* Source excerpt *
━━━━
Fig. 3 ASM Code chooser

A_MPI_Function

All translations are executed thanks to some mappers defined within mappers.h using an underlying hash table mechanism named uthash (https://troydhanson.github.io/uthash/) The mappers (see example below) always have the same syntax :

mapper_name_a2r(&buf, &buf_tmp);
mapper_name_r2a(&buf, &buf_tmp);

In case of an a2r translation, buf_tmp represent the translation of buf and vice versa for an r2a translation.

Example:

A_MPI_Send(void *buf, int count, A_MPI_Datatype datatype, int dest, int tag,
           A_MPI_Comm comm) {
  void *buf_tmp;
  const_buffer_conv_a2r(&buf, &buf_tmp); // mapper
  R_MPI_Datatype datatype_tmp;
  datatype_conv_a2r(&datatype, &datatype_tmp); // mapper
  int dest_tmp;
  dest_conv_a2r(&dest, &dest_tmp); // mapper
  int tag_tmp;
  tag_conv_a2r(&tag, &tag_tmp); // mapper
  R_MPI_Comm comm_tmp;
  comm_conv_a2r(&comm, &comm_tmp); // mapper
  int ret_tmp = LOCAL_MPI_Send(buf_tmp, count, datatype_tmp, dest_tmp, tag_tmp,
                               comm_tmp); // Runtime MPI_Send call
  return error_code_conv_r2a(ret_tmp);
}

R_MPI_Function

In R_MPI_Function, the arguments are directly passed to the MPI runtime call

int R_MPI_Send(void *buf, int count, R_MPI_Datatype datatype, int dest, int tag,
               R_MPI_Comm comm) {

  int ret_tmp = LOCAL_MPI_Send(buf, count, datatype, dest, tag, comm);

  return ret_tmp;
}

Hash table

The underlying hash table mechanism presented earlier is contained in engine.*, engine_fn.* and utash.h. For each MPI objects, two tables are created. One for the constants, and one for the MPI_Type created by the application.
━━━━
(Dataset excerpt)
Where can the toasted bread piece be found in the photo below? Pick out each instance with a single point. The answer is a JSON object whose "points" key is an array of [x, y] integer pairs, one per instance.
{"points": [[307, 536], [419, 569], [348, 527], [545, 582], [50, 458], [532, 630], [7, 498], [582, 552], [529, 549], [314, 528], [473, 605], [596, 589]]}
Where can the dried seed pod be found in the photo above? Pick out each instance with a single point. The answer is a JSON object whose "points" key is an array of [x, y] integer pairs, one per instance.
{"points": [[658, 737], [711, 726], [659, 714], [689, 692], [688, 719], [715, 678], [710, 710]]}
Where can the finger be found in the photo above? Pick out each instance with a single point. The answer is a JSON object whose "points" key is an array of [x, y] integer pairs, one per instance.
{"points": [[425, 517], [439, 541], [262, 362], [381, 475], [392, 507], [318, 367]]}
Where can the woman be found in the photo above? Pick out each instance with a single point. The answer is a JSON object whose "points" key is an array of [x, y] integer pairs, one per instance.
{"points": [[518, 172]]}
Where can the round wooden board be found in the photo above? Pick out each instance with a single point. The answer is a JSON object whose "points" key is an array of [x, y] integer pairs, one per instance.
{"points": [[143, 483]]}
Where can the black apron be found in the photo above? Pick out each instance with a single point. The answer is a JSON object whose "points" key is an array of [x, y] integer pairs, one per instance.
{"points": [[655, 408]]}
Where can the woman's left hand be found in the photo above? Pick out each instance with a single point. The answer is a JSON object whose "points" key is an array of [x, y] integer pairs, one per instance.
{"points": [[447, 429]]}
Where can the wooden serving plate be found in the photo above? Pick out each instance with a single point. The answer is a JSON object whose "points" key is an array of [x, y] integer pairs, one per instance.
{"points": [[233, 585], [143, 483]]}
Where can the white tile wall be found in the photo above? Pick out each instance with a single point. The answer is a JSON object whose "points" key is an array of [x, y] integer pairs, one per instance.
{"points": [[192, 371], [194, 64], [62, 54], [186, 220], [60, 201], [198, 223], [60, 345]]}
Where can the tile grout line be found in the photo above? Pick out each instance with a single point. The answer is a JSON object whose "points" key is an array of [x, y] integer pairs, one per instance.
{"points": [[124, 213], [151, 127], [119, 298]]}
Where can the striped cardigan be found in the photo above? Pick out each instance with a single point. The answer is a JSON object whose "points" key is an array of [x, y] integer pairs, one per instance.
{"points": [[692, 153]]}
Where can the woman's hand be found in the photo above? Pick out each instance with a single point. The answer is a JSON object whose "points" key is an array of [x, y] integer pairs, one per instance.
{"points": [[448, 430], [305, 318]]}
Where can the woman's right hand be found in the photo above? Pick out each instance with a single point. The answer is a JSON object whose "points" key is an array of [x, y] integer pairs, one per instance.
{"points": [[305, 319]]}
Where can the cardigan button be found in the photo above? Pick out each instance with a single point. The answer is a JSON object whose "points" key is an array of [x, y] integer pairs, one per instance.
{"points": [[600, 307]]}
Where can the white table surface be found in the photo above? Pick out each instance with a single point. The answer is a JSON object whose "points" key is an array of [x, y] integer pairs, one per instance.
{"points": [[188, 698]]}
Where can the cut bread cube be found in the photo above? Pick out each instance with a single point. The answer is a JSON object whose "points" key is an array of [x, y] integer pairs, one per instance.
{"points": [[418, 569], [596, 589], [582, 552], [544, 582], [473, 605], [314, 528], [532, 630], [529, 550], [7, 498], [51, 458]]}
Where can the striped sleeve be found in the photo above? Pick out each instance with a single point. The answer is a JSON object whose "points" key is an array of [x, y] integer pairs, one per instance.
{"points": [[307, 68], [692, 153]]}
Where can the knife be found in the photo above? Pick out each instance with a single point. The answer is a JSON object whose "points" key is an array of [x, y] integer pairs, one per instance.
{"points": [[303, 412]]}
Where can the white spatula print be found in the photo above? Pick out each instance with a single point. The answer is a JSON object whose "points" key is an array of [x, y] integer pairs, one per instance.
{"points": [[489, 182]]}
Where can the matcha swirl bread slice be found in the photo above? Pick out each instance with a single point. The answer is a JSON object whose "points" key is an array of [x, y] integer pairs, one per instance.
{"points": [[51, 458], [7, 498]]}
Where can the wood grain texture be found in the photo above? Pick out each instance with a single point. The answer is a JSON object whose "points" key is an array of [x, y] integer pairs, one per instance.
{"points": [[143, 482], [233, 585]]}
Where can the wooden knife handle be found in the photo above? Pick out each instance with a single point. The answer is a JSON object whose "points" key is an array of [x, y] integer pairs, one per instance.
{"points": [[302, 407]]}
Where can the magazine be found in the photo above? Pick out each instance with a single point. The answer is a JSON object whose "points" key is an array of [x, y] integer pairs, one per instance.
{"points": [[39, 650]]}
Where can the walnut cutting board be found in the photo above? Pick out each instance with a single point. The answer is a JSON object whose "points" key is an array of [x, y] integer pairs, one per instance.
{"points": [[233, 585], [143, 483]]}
━━━━
* Complete the following *
1. Rewrite everything in the MPI translation text from "All translations are" down to "an r2a translation.", renaming "buf_tmp" to "buf_out" throughout.
2. Take the MPI translation text further, starting after its final sentence.
None of this material is needed.

* Exercise responses *
1.
All translations are executed thanks to some mappers defined within mappers.h using an underlying hash table mechanism named uthash (https://troydhanson.github.io/uthash/) The mappers (see example below) always have the same syntax :

mapper_name_a2r(&buf, &buf_out);
mapper_name_r2a(&buf, &buf_out);

In case of an a2r translation, buf_out represent the translation of buf and vice versa for an r2a translation.

2.
The different types being:

  • MPI_Comm

  • MPI_Datatype

  • MPI_Errhandler

  • MPI_Group

  • MPI_Op

  • MPI_Request (Split en 2 tables, in order to dissociate blocking requests from asynchronous requests)

  • MPI_File

The table within engine_fn.* contains the following translation:

  • MPI_Handler_function

  • MPI_Comm_copy_attr_function

  • MPI_Comm_delete_function

  • MPI_Type_delete_function

  • MPI_Comm_errhandler_function

  • MPI_File_errhandler_function

Thread safety

To make WI4MPI usable in a multithread environment, the in_w (see above) variable is TLS protected.

  • __thread int in_w=0; (test_wrapper_generation.c:118)

  • extern __thread int in_w; (wrapper.c:7)

  • extern __thread int in_w; (c2f_f2c.c:6 || c2f_f2c.c:1149)

The table are spinlock protected. (cf :thread_safety.h):

  • #define lock_dest(a) pthread_spin_destroy(a)

  • #define lock_init(a) pthread_spin_init(a, PTHREAD_PROCESS_PRIVATE)

  • #define lock(a) pthread_spin_lock(a)

  • #define unlock(a) pthread_spin_unlock(a)

  • typedef pthread_spinlock_t (*)table_lock_t

Interface

The interface version of WI4MPI propose the promise as the preload version (one compilation, several run over different MPI implementation), but this time WI4MPI had to be seen as a fully MPI Library. All the previously section are still relevant for the interface, the only things that changed is the new level name INTERFACE (see the schema below). This level has to be considered as a “libmpi.so” which is linked to the user application.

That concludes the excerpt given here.